Work to complete
Please turn each line of the records below into a JSON list of strings, with one string per line and blank lines left out.

[Detection records]
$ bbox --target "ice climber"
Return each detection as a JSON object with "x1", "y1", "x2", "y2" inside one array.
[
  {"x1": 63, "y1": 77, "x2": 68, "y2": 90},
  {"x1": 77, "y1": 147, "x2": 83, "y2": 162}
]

Task output
[
  "$ bbox --target \"ice climber\"",
  "Return each detection as a JSON object with \"x1\", \"y1\", \"x2\", \"y2\" inside one array.",
  "[",
  "  {\"x1\": 63, \"y1\": 77, \"x2\": 68, \"y2\": 90},",
  "  {\"x1\": 77, \"y1\": 147, \"x2\": 83, \"y2\": 162}",
  "]"
]